Region pointing data »
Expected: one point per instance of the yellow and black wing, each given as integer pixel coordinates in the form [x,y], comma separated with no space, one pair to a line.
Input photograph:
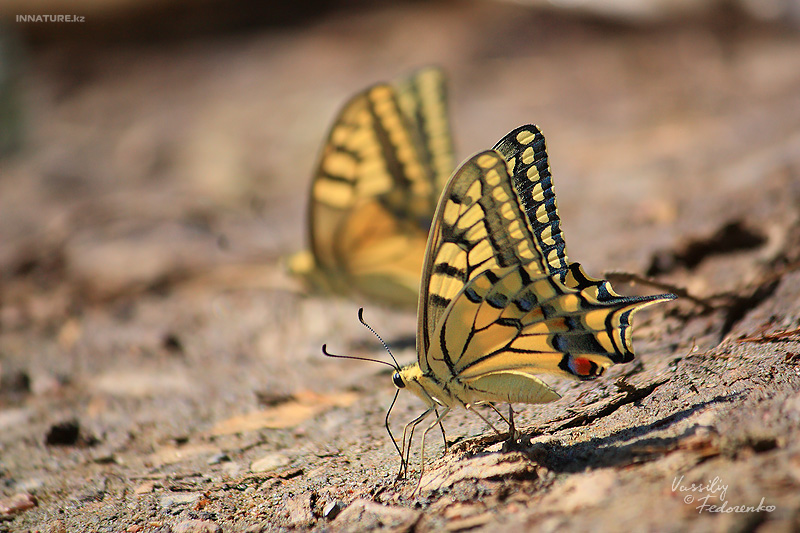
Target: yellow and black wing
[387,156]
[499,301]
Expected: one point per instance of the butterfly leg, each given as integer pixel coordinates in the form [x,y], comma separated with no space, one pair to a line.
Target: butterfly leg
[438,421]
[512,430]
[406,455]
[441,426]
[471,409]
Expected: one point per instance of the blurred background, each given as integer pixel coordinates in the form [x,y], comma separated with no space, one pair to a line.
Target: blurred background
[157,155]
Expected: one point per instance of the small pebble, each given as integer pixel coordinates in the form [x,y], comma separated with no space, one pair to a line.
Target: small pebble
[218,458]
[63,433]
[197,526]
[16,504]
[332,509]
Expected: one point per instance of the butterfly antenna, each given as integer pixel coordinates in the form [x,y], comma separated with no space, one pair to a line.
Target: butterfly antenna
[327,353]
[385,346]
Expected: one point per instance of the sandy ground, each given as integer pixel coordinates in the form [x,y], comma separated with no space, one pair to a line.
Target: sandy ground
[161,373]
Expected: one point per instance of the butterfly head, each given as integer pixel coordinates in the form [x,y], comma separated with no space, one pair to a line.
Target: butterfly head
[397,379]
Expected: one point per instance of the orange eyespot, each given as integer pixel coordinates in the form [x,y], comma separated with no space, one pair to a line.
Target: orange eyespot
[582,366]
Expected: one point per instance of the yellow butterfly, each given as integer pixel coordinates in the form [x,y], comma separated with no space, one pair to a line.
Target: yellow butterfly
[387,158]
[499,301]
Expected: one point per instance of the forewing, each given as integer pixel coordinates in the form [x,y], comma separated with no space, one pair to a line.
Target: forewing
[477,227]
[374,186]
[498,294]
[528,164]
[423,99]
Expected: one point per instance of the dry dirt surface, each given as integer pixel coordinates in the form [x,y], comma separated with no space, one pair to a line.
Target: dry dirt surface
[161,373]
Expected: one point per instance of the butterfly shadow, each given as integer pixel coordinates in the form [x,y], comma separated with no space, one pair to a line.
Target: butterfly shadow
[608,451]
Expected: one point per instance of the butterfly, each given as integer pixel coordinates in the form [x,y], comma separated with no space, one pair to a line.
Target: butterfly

--

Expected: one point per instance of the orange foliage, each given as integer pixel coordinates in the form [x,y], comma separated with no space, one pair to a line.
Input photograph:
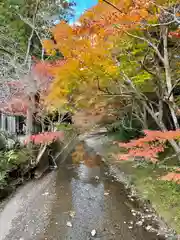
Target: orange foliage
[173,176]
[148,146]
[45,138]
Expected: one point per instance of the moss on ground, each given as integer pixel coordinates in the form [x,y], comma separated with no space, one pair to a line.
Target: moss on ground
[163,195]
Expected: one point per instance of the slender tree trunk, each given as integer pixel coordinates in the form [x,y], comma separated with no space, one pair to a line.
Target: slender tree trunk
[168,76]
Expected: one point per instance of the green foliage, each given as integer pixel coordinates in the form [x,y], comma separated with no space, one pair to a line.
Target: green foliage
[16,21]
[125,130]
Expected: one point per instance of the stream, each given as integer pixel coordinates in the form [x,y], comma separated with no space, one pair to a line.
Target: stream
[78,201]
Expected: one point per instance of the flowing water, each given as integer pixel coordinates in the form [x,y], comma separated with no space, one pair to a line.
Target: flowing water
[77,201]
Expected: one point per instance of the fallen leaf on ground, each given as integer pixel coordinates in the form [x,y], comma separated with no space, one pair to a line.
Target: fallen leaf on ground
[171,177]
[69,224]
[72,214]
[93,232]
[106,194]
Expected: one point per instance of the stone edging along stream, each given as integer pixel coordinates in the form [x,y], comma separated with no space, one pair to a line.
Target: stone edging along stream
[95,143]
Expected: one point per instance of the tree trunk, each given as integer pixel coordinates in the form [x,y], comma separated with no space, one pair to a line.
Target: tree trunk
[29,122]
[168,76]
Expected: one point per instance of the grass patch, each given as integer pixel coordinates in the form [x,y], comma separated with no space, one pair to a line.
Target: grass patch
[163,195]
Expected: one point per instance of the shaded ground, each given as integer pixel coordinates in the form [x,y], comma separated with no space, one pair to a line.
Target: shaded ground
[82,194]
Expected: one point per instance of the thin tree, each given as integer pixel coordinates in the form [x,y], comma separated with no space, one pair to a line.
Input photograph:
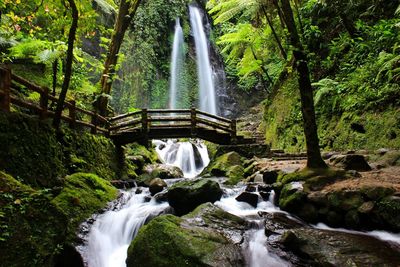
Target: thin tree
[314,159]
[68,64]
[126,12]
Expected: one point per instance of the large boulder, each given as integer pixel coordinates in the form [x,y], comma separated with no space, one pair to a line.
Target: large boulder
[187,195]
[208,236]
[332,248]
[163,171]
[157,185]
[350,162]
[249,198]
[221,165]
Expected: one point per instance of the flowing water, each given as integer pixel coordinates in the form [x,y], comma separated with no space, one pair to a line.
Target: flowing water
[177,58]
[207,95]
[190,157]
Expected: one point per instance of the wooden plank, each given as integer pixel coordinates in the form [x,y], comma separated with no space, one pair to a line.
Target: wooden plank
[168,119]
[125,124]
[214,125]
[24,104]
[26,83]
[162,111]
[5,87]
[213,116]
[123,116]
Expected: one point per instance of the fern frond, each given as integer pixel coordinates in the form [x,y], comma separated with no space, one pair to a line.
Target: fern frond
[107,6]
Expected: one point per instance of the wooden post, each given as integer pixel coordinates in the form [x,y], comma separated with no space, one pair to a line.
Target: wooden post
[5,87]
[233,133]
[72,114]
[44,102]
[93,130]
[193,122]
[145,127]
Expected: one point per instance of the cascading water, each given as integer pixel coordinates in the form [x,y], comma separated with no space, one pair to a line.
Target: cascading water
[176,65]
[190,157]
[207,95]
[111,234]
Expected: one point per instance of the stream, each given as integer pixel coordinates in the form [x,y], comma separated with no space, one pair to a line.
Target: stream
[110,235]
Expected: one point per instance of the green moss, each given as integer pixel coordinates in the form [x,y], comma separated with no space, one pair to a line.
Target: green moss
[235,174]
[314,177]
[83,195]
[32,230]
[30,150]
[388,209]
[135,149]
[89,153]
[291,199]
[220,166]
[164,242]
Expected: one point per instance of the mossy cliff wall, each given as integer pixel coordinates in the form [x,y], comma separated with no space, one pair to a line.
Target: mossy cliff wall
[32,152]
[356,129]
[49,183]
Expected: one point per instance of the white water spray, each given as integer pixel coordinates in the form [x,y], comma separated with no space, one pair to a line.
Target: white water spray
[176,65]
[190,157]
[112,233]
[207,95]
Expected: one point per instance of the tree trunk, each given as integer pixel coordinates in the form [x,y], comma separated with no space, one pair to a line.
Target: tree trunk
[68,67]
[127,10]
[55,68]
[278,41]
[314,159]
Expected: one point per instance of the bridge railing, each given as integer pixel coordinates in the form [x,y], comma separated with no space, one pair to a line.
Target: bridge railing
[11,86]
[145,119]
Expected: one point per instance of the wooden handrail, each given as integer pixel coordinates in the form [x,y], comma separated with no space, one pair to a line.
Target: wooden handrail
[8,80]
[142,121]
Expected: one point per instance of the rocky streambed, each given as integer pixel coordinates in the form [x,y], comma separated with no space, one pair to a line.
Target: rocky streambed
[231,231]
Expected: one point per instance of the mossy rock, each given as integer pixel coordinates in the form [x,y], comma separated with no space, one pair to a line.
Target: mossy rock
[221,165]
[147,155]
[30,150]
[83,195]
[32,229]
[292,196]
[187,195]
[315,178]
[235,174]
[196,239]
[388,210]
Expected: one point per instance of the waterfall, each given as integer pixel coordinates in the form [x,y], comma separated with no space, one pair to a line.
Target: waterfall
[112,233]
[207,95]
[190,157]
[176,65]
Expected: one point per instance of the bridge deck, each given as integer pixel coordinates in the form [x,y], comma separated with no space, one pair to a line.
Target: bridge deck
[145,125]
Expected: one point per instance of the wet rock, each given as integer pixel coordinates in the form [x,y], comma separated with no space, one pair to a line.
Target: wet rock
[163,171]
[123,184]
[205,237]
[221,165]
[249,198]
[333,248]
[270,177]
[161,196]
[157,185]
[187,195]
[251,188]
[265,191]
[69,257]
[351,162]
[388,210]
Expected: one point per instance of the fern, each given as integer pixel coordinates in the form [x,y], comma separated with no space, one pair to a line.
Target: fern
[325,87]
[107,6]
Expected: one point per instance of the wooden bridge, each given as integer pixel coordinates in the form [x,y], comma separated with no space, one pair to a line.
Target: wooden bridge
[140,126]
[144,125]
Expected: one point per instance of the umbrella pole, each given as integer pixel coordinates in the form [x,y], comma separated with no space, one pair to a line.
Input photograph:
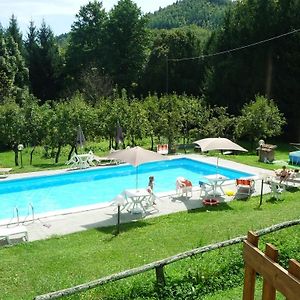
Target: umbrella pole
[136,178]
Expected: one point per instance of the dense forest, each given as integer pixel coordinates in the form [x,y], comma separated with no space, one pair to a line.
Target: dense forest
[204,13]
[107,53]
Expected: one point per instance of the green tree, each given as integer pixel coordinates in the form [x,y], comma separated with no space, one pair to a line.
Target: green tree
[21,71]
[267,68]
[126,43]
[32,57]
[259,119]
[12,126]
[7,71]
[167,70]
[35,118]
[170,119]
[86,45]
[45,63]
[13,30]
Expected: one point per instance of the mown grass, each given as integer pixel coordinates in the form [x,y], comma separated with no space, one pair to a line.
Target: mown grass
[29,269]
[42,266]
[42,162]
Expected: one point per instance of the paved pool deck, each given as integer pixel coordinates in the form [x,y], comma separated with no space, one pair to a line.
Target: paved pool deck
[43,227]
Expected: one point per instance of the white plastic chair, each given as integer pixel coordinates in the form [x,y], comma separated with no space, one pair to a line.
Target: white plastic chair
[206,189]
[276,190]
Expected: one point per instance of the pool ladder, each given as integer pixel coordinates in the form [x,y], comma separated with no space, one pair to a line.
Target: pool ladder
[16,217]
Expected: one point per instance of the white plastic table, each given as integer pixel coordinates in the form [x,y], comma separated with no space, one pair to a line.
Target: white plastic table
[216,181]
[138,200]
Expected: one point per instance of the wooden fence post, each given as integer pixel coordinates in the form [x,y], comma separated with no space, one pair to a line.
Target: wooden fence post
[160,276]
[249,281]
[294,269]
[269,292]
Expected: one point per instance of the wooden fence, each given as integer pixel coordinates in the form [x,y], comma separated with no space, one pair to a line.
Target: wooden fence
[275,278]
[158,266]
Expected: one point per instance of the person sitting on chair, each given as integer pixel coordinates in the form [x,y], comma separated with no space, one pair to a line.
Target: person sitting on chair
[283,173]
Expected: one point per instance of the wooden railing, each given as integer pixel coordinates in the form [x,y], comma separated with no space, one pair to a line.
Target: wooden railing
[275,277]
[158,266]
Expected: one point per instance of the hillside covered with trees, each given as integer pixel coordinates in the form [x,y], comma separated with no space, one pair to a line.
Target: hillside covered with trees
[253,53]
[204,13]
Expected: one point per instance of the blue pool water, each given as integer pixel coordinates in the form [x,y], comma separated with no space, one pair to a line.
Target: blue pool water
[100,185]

Problem to work on » Of the lines above, quote exactly those from the one with "Expected: one point per instance of the yellow and" through the one with "Expected: one point per instance of the blurred", ends included; pictures stay out.

Answer to the exercise »
Expected: one point per instance of the yellow and black wing, each given as integer pixel coordinates in the form [x,y], comma separated with no space, one pair to a line.
Input photograph:
Target: yellow and black wing
[387,156]
[499,301]
Expected: one point per instance of the butterfly leg, each given as integer pixel coordinates in the form [x,y], comma separated with no space, one pair to a line.
Target: butterfly leg
[438,421]
[512,430]
[406,455]
[441,426]
[471,409]
Expected: one point per instance of the blurred background, each given as integer pixel coordinates in the form [x,y], comma separated with no space, one pair to a line.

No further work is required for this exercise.